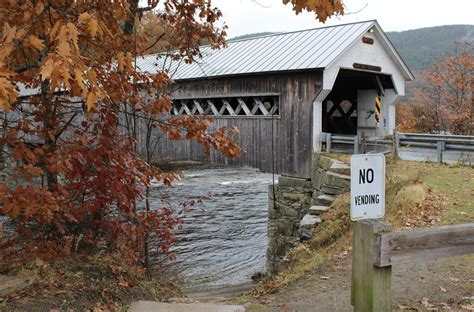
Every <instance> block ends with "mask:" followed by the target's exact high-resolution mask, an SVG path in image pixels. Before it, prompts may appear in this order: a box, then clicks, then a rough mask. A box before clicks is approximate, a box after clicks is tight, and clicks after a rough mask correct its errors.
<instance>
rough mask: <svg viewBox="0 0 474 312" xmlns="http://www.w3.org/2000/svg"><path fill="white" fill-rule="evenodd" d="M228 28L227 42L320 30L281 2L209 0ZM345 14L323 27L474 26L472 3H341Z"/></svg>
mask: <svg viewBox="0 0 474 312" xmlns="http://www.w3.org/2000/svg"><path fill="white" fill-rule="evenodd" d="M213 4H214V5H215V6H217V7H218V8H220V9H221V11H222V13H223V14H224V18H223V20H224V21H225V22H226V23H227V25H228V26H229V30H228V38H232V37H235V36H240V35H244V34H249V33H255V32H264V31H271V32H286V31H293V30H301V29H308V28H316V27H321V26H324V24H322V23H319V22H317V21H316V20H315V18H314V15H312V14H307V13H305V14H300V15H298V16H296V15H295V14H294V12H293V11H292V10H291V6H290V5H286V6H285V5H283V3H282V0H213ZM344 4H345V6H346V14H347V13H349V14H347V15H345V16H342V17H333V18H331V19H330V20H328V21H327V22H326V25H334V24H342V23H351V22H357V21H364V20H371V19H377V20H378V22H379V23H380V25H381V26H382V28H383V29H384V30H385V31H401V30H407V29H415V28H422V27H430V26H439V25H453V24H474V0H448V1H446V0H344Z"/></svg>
* * *
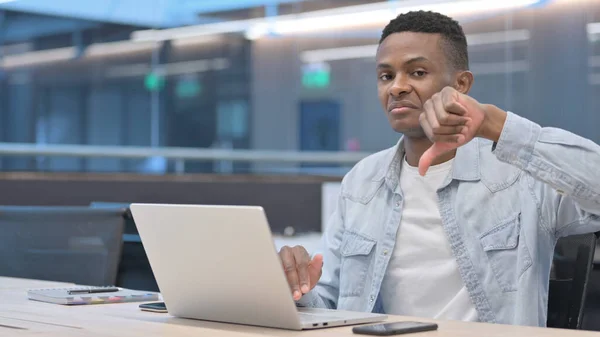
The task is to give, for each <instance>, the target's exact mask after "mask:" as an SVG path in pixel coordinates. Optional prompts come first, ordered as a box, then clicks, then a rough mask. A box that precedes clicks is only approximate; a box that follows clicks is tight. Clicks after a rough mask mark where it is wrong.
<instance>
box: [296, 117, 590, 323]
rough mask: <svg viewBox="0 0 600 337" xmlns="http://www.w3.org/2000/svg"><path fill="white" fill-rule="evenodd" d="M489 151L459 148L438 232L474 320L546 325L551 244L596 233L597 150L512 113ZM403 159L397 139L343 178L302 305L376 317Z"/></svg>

- _Task requirements_
What lines of the material above hold the string "clicks"? Please copy them.

- _Result of the task_
Every <instance> block ends with "mask:" followed by the target's exact high-resolution mask, an SVG path in image pixels. Before it, prompts may appear in this order: a box, then clicks, then a rough mask. A box before clicks is approximate, a box after clicks is tight, and clicks after a rough mask correct its errors.
The task is to give, for each <instance>, the target's exact mask after "mask:" as an SVG path in pixel coordinates. Optional prompts come first, ordered as a box, then clicks, then a rough mask. A box that precedes clicks is only approximate; a box that follows clicks is tight. Clicks after a rough mask mark where it is wrong.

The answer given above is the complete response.